### Latihan Tertulis 1
Kembalikan setiap baris entri yang memuat kata "brown", dengan memperhatikan perbedaan huruf besar dan huruf kecil.

##### Kutipan Teks #####

FAJAR, MAKASSAR-Sidang perdana terdakwa kasus dugaan pelanggaran HAM berat di Paniai, Mayor Inf (Purn) Isak Sattu akhirnya digelar. Dalam dakwaan JPU menjerat terdakwa dengan pasal berlapis.
Dakwaan pertama yakni pasal 42 ayat 1 huruf a dan huruf b Jis Pasal 7 huruf b, pasal 9 huruf a, pasal 37 UU no 26 Tahun 2000 Tentang Pengadilan Hak Asasi Manusia (HAM). Dakwaan kedua yakni pasal 42 ayat 1 huruf a dan huruf b Jis pasal 7 huruf b, Pasal 9 huruf h, pasal 40 UU no 26 Tahun 2000 Tentang Pengadilan HAM.
Penasihat Hukum terdakwa Isak Sattu, Syahrir Cakkari mengatakan, uraian dakwaan yang dibacakan oleh JPU cukup jelas. Sehingga pihaknya tidak perlu mengajukan eksepsi.
Namun pihaknya melihat ada beberapa hal yang dianggap ada kejanggalan saat dilakukan penyelidikan perkara. Akan tetapi hal tersebut sudah masuk dalam pembuktian perkara. Sehingga akan dibuktikan dalam pembuktian perkara.
“Dalam uraian dakwaan JPU tidak ada menyebutkan peristiwa penembakan tersebut dilakukan atau diperintahkan terdakwa. Dakwaan juga tadi menyebutkan tiga lokasi kejadian yang berbeda, namun disemakan pada satu orang,” kata Syahrilr, Rabu, 21 September.
JPU Kejagung RI, Erryl Prima Putera Agoes mengatakan dalam rangkaian aksi yang terjadi pada tanggal 7 hingga 8 Desember 2014 menyebabkan aksi penganiayaan. Dimana terdakwa Isak Sattu seharusnya menghentikan aksi tersebut. Pasalnya dia mempunyai kewenangan secara efektif bertindak sebagai komandan militer dalam hubungannya dengan bawahannya tidak melakukan tindakan yang layak dan diperlukan dalam ruang lingkup kekuasannya. Baik untuk mencegah atau menghentikan tindakan anggota yang melakukan penembakan dan kekerasan sehingga mengakibatkan empat orang meninggal.
Mereka adalah Alpius Youw (luka tembak pada punggung belakang sebelah kiri). Alpius Gobay (luka tembak masuk ke perut kiri dan luka dipinggang kanan sehingga peluru dipastikan tembus). Yulian Yeimo (luka tembak diperut sebelah kiri dan keluar dari pinggang sebelah kanan). Serta Simon Degel (luka tusuk pada dada kanan).

##### Entri yang Disediakan #####

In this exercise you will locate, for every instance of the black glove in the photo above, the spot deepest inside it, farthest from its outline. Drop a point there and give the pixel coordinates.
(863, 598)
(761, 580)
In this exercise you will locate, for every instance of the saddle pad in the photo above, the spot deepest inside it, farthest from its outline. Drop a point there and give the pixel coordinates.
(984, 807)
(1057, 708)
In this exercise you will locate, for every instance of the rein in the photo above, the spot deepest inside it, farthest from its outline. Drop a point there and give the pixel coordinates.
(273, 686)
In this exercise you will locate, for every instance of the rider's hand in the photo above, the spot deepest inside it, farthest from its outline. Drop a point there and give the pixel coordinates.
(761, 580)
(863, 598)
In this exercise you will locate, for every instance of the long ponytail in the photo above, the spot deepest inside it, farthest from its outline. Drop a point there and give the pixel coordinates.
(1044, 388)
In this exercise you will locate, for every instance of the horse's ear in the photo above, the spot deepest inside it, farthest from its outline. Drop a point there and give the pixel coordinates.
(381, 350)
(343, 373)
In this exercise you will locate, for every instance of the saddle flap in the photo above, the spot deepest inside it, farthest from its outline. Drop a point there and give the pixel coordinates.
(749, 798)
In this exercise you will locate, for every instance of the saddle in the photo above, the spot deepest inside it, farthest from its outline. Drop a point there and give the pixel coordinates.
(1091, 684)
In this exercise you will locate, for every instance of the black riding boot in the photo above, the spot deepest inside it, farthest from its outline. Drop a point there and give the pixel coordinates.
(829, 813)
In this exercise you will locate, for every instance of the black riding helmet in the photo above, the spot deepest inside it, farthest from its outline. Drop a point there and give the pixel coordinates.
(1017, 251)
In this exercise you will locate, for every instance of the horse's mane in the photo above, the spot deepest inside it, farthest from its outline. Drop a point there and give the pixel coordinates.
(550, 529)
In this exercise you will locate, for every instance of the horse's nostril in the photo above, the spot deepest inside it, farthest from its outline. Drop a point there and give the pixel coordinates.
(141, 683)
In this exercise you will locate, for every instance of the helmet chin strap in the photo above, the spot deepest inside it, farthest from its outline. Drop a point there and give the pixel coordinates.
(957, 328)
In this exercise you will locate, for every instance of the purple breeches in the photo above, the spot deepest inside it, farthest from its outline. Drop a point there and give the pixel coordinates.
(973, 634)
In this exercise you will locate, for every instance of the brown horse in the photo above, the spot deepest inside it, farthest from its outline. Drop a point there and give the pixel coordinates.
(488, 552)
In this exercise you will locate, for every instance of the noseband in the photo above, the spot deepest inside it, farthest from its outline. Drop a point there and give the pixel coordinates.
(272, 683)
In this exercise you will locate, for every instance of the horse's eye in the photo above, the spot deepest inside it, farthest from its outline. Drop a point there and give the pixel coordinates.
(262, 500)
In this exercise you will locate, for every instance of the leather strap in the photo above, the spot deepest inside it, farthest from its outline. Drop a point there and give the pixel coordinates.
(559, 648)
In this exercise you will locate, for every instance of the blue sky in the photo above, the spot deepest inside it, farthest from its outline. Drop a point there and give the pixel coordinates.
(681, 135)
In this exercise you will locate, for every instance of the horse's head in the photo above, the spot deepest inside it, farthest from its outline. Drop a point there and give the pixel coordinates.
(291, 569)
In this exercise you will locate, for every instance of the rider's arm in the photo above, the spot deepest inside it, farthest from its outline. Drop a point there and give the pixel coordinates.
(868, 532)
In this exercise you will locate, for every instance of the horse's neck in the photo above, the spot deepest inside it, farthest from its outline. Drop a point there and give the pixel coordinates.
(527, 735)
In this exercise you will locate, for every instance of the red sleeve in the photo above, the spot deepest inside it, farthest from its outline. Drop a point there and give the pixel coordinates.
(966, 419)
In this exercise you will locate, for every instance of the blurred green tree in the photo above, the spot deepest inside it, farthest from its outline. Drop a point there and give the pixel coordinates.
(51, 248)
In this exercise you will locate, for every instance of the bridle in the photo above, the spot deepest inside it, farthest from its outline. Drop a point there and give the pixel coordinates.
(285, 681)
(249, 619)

#####
##### Entri yang Disediakan #####

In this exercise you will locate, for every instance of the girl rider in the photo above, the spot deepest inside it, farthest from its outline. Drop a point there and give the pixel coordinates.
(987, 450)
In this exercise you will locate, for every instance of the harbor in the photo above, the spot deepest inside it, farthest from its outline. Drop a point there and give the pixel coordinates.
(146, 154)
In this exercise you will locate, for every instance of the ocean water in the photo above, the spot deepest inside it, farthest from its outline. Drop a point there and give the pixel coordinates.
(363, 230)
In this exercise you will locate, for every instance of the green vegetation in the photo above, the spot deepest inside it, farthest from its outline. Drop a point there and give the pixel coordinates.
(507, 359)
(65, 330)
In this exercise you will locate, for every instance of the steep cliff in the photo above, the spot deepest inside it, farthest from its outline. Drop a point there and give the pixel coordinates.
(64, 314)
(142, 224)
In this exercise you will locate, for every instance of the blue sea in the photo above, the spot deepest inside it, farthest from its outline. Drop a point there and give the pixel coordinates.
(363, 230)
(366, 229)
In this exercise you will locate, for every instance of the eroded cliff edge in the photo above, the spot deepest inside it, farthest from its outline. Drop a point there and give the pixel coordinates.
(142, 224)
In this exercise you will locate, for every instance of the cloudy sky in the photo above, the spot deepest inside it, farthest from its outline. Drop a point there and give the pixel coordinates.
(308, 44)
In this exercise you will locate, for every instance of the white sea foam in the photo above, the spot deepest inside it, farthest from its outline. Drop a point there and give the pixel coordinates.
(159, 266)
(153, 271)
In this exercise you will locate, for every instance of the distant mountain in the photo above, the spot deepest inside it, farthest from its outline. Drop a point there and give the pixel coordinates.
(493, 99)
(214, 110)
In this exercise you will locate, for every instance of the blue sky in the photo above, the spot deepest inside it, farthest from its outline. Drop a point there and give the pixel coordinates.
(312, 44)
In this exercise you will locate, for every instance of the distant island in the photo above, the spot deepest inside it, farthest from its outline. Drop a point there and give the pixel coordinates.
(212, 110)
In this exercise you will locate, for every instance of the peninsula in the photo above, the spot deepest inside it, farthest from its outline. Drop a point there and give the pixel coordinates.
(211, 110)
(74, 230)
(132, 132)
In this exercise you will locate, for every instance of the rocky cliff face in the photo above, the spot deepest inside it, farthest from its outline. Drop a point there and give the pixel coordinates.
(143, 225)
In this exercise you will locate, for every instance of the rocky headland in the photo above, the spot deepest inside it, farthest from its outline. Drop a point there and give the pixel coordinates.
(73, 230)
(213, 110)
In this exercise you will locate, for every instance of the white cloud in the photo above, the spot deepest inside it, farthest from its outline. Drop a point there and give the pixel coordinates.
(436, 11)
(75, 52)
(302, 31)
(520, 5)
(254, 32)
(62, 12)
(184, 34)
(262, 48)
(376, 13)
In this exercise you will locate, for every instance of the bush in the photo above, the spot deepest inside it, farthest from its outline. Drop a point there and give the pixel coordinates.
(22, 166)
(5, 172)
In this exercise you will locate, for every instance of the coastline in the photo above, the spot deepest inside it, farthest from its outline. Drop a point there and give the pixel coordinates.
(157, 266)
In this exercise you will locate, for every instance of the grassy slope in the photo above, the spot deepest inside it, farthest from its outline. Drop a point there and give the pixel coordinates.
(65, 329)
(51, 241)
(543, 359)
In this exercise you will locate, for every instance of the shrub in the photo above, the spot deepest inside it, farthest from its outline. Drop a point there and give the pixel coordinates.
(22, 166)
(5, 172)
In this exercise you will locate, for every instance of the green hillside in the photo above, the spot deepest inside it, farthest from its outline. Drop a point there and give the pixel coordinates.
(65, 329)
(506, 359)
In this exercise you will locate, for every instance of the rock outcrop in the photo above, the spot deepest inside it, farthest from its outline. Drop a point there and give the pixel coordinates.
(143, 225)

#####

### Latihan Tertulis 2
Sunting bagian dari berita sidang kasus Paniai yang dibuka dengan kata-kata "Namun pihaknya melihat" dan ditutup dengan "dibuktikan dalam pembuktian perkara.", lalu tuliskan kembali bagian itu dengan mengganti "kejanggalan" menjadi "keanehan".

### Jawaban 1
In this exercise you will locate, for every instance of the brown horse in the photo above, the spot deepest inside it, farthest from its outline. Drop a point there and give the pixel coordinates.

### Jawaban 2
Namun pihaknya melihat ada beberapa hal yang dianggap ada keanehan saat dilakukan penyelidikan perkara. Akan tetapi hal tersebut sudah masuk dalam pembuktian perkara. Sehingga akan dibuktikan dalam pembuktian perkara.